*** Document text ***

11Upon my consideration of the material and after hearing submissions by the parties, I expressed my concern to Mr Evans about the state of the material and the manner in which it had been produced to the Court. I suggested that, at most, I might be prepared to adjourn the application for perhaps one week to allow the defendants to file further material which might provide the Court with some degree of confidence that the National Australia Bank would approve the loan sought and advance the funds so that settlement of the sale could occur within the period of three weeks requested for the stay of execution.

12Mr Evans informed me that essentially the matters he would rely upon for a shorter stay were the matters he had advanced in relation to the application. He submitted that no prejudice would be suffered by the plaintiff if the stay were granted and that the stay would allow the first defendant as vendor and the trustee of the property trust as purchaser to settle the contract of sale and for the plaintiff to be paid in full.

*** Information supplied ***

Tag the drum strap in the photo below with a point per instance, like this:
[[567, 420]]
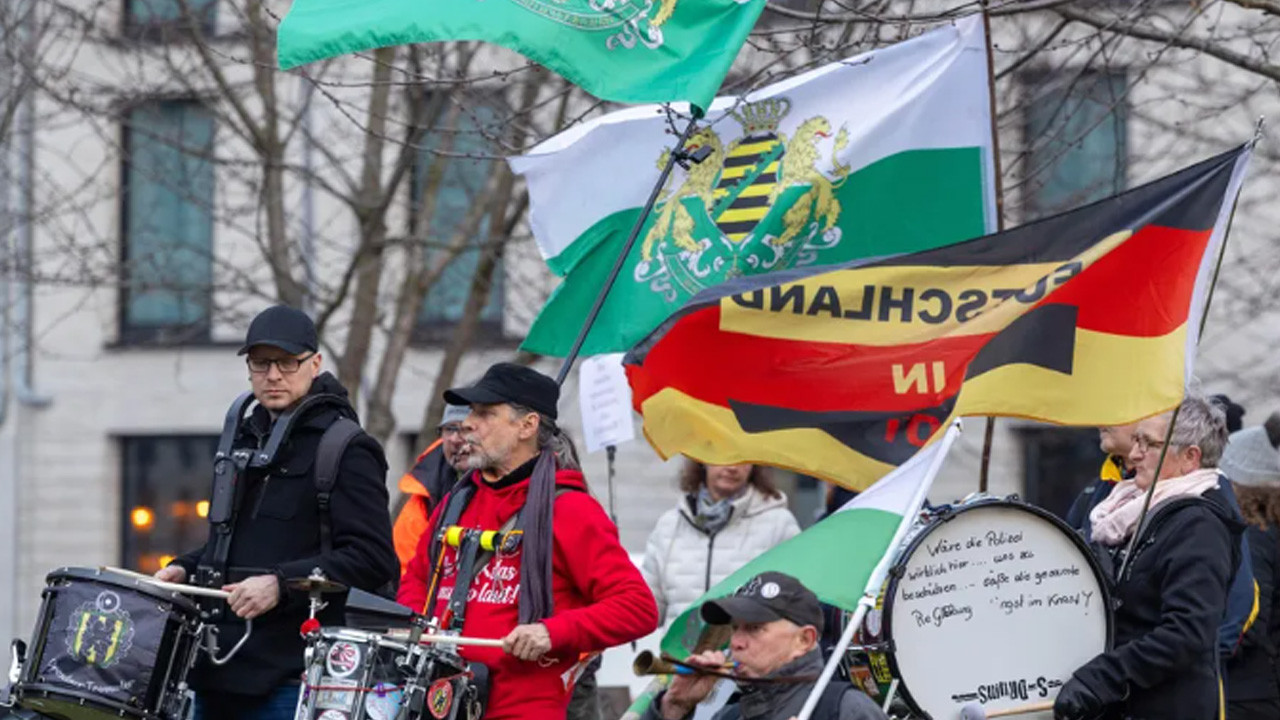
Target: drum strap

***

Continue the judgment excerpt about the stay of execution from its last sentence. The data has no connection to the judgment excerpt about the stay of execution.

13I consider that the application should be refused and no further time should be allowed for the defendants to supplement their material. I rely upon the following matters:

a.the contract of sale, whilst probably reflecting a genuine transaction, is illusory. It has no completion date and no provision for the payment of a deposit. It is difficult to see how it could be enforced by either party;

b.if the “real” agreement between the parties to the contract of sale were clarified, the purchaser would be purchasing as trustee for the property trust. However, one would assume that the purchase would be conditional upon the grant of finance by the bank, and if this were limited to the period of three weeks for a settlement to occur, that the contract would not be able to be enforced by the vendor at the expiration of that period;

c.presumably, the unit holders who have not made their contributions for the units, have not done so pending the approval of finance or them being in the position to actually pay, “or cause to be paid” their contribution;

d.a number of aspects of the “proposal” to the bank are questionable, for example, the reliance upon the cash flow from the tenancy agreement with the second defendant’s accountancy company, the financial details provided by Mr and Mrs Satorre and the expressed “distancing” of the second defendant from the application;

e.in the final analysis, there is no material, including the mortgage broker’s statement in the email to the second defendant on 20 February that “a lender is conceptually content and keen to pursue the application”, which would suggest that the plaintiff will be paid from the settlement of the contract for the sale of the properties within three weeks of 21 February 2014 when the defendants’ solicitor swore his affidavit.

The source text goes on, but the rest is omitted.